▶ Request: Output the data from the line with "Query: upper eyelash" to the line with "Mark the region of every instance of the upper" as a Markdown table with the columns Row and Line, one row per line and blank lines omitted.

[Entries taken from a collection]
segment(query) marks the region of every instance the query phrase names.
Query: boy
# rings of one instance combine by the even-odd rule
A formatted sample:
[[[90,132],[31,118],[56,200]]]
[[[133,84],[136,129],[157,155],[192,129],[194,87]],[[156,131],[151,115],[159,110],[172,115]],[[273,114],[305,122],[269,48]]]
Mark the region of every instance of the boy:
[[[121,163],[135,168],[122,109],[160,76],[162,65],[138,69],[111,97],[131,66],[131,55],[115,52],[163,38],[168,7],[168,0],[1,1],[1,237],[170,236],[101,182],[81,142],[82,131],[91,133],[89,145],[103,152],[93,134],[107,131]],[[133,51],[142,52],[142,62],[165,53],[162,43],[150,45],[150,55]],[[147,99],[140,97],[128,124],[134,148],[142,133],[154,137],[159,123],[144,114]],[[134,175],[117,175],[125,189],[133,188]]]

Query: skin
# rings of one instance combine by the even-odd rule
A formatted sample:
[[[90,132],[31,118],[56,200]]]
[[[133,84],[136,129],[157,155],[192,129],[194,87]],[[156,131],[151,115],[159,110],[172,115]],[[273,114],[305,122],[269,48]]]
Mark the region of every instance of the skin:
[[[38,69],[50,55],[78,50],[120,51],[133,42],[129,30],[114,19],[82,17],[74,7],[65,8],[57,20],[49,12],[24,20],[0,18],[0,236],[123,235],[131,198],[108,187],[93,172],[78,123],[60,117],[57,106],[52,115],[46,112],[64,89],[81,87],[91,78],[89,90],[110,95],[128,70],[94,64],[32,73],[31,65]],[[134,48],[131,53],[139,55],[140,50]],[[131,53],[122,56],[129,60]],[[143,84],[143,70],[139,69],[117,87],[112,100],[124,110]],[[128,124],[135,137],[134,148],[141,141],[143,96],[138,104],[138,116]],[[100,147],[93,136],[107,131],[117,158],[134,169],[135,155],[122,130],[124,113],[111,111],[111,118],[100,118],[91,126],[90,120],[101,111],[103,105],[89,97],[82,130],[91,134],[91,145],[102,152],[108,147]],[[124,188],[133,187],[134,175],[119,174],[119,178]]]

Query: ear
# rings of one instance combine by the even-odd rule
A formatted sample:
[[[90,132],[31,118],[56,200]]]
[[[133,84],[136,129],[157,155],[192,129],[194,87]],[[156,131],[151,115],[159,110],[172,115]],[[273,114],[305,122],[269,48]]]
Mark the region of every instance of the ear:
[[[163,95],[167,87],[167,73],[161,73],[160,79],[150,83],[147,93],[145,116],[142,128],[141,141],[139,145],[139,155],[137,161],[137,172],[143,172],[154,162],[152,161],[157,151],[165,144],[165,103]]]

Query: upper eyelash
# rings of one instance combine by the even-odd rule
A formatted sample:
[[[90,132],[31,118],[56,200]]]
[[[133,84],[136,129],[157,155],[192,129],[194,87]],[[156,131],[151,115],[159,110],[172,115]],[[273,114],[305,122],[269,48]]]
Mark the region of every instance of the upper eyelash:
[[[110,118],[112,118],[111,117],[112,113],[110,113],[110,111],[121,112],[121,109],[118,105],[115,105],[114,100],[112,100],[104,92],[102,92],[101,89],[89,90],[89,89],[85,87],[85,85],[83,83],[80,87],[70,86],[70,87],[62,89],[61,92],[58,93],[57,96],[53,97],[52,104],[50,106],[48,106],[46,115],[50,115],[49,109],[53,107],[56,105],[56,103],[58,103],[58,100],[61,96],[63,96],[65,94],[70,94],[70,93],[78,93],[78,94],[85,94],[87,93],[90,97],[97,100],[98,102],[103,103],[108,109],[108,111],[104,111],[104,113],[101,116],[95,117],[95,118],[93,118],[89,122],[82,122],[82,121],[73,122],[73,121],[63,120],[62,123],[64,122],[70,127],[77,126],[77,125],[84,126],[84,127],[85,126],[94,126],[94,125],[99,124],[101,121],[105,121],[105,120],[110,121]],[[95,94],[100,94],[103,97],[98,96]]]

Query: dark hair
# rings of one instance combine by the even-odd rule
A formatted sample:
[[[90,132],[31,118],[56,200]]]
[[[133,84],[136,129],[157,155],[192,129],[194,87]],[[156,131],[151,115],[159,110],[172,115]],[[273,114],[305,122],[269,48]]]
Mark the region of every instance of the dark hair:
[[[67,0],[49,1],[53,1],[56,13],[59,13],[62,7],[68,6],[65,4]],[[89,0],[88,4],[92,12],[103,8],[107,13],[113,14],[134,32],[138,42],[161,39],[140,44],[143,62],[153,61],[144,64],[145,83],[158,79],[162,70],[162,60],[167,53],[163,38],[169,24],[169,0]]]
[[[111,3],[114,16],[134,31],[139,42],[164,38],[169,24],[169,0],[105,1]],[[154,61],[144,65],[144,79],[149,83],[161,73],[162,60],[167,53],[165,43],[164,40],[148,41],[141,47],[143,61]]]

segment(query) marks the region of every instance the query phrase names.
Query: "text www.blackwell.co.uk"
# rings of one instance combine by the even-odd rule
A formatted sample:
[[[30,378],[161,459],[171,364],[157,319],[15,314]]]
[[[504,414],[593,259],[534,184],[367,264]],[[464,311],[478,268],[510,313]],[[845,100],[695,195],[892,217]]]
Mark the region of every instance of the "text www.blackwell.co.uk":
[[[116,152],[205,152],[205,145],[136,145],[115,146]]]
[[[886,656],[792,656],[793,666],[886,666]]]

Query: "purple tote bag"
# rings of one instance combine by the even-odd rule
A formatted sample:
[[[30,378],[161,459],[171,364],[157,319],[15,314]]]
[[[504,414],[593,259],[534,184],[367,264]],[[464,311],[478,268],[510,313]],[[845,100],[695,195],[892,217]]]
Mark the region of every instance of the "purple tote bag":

▶ Exercise output:
| Row | Line |
|---|---|
| 1 | Query: upper eyelash |
| 2 | # rings of one instance combine by the even-odd rule |
| 3 | A formatted sample: |
| 4 | [[[90,132],[31,118],[56,200]]] |
| 5 | [[[133,84],[136,129],[157,155],[192,129],[194,87]],[[156,131],[151,115],[159,110],[172,115]],[[273,114],[305,122],[269,48]]] |
| 6 | Mark the region of every instance of the upper eyelash: |